> _What the task asks_
Your task is to extract every line from the material below exactly.

───── Provided data

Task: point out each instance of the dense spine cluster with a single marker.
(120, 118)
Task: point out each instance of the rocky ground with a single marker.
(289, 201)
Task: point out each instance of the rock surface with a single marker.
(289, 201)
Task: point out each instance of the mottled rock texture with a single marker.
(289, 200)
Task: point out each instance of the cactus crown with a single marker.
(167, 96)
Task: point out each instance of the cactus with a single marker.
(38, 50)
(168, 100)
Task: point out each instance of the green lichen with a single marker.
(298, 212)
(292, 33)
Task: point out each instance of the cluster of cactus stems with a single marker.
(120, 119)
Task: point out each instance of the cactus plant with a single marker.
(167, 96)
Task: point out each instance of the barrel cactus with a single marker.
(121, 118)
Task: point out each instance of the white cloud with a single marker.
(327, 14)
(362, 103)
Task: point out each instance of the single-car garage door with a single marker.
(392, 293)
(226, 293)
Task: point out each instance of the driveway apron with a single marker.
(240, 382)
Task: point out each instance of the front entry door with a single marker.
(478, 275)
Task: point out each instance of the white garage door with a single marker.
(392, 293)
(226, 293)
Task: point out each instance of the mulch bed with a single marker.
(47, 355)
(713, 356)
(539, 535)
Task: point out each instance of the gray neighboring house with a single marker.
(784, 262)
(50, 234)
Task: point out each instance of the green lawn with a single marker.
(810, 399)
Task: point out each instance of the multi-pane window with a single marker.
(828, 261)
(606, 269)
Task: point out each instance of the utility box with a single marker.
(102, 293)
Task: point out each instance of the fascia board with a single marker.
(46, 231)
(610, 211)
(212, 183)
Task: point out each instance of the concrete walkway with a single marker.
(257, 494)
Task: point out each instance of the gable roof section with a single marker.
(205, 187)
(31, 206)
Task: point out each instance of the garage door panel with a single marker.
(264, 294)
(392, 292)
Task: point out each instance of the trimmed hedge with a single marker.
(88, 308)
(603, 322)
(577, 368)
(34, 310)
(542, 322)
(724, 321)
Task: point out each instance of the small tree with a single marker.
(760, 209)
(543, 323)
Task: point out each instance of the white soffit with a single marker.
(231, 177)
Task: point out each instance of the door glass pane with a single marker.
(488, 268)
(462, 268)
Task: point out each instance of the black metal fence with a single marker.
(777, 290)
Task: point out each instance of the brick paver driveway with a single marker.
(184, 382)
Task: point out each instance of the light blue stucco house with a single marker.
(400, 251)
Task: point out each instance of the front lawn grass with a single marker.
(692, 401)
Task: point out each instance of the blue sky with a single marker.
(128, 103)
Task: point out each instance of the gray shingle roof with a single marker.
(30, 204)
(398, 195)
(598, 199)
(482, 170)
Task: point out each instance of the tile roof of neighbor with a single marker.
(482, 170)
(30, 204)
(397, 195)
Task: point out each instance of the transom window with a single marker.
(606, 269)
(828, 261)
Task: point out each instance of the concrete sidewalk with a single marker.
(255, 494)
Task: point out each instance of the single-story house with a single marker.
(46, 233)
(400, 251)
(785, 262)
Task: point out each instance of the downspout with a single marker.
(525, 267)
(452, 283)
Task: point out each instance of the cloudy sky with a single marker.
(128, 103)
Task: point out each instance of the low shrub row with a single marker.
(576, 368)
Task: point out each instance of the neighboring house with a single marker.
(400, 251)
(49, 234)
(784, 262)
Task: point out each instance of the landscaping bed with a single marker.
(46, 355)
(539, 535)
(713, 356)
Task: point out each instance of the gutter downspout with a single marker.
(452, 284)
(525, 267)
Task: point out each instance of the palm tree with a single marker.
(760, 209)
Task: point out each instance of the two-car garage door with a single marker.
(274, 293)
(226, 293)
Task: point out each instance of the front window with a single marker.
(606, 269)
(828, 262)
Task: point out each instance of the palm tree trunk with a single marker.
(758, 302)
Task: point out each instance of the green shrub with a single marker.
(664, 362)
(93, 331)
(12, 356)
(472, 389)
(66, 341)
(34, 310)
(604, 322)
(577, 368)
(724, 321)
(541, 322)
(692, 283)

──────────

> _Problem solution_
Task: point out each instance of the dense spine cluster with a single marker.
(120, 118)
Task: point out each instance of the rocky ground with a single marker.
(289, 201)
Task: point out each instance of the rock surface with a single marker.
(289, 201)
Task: point out each instance of the mottled rock texture with a single marker.
(289, 200)
Task: point out each instance of the cactus crown with a single marker.
(167, 96)
Task: point out each instance of the cactus with a single marker.
(38, 50)
(168, 100)
Task: point out each instance of the green lichen with a single marker.
(298, 212)
(292, 33)
Task: point out each instance of the cluster of cactus stems with a single marker.
(120, 119)
Task: point out each instance of the cactus plant with a single marker.
(167, 96)
Task: point out each instance of the barrel cactus with a single marker.
(121, 118)
Task: point out each instance of the white cloud with a single marker.
(327, 14)
(362, 103)
Task: point out each instance of the single-car garage door with a single marker.
(392, 293)
(226, 293)
Task: point out each instance of the driveway apron with a single marker.
(240, 382)
Task: point out each instance of the front entry door with a single marker.
(478, 275)
Task: point out each instance of the white garage door with a single marker.
(392, 293)
(226, 293)
Task: point out each instance of the mulch bed with a single marker.
(47, 355)
(713, 356)
(539, 535)
Task: point out each instance of the gray neighboring house with a single marker.
(784, 262)
(50, 234)
Task: point out each instance of the green lawn with a single marker.
(810, 399)
Task: point out each instance of the multi-pane window with a single marker.
(828, 261)
(606, 269)
Task: point out each instance of the utility box with a single marker.
(102, 293)
Task: point out each instance of the fascia board with a single marker.
(46, 231)
(610, 211)
(212, 183)
Task: point out each instance of the concrete walkway with a single marker.
(257, 494)
Task: point out each instance of the gable roof section with a single marker.
(205, 187)
(31, 206)
Task: point out each instance of the garage door panel with a single marker.
(264, 294)
(392, 292)
Task: point out each instance of the trimmed hedge with a single marker.
(88, 308)
(603, 322)
(577, 368)
(34, 310)
(542, 322)
(724, 321)
Task: point out each instance of the small tree with a single marker.
(760, 209)
(543, 323)
Task: point out each instance of the white soffit with a single marker.
(231, 177)
Task: point out each instance of the door glass pane with a single marker.
(488, 268)
(462, 268)
Task: point out each instance of the black metal fence with a single marker.
(777, 290)
Task: point out each instance of the brick paver driveway with a single marker.
(184, 382)
Task: point out each instance of the light blue stucco house with a single marker.
(400, 251)
Task: point out each instance of the front lawn grass with a single marker.
(692, 401)
Task: point out each instance of the blue sky with a single marker.
(128, 103)
Task: point out each instance of the gray shingle roof with a single marker.
(30, 204)
(398, 195)
(598, 199)
(482, 170)
Task: point out each instance of the tile roof of neighbor with a single marker.
(482, 170)
(30, 204)
(397, 195)
Task: point out each instance of the transom window with a single marker.
(606, 269)
(828, 261)
Task: point out each instance of the concrete sidewalk with a single marker.
(255, 494)
Task: point out each instance of the single-story house with a single marker.
(46, 233)
(400, 251)
(785, 262)
Task: point out each instance of the downspout with a single marker.
(525, 267)
(452, 283)
Task: point out each instance of the cloudy sky with a single marker.
(128, 103)
Task: point out each instance of the low shrub row with a single marker.
(576, 368)
Task: point out each instance of the neighboring house with a single marker.
(400, 251)
(49, 234)
(784, 262)
Task: point out each instance of the landscaping bed with a single marker.
(46, 355)
(539, 535)
(713, 356)
Task: point out each instance of the gutter downspout with a single marker.
(452, 284)
(525, 267)
Task: point out each instance of the palm tree with a single marker.
(760, 209)
Task: point out each instance of the two-car garage door with a single marker.
(274, 293)
(226, 293)
Task: point out each instance of the front window with a single marker.
(606, 269)
(828, 262)
Task: point out each instance of the palm tree trunk with a single marker.
(758, 302)
Task: point out each instance of the green shrub with a single marker.
(664, 362)
(93, 331)
(12, 356)
(472, 389)
(66, 341)
(34, 310)
(604, 322)
(577, 368)
(724, 321)
(541, 322)
(692, 283)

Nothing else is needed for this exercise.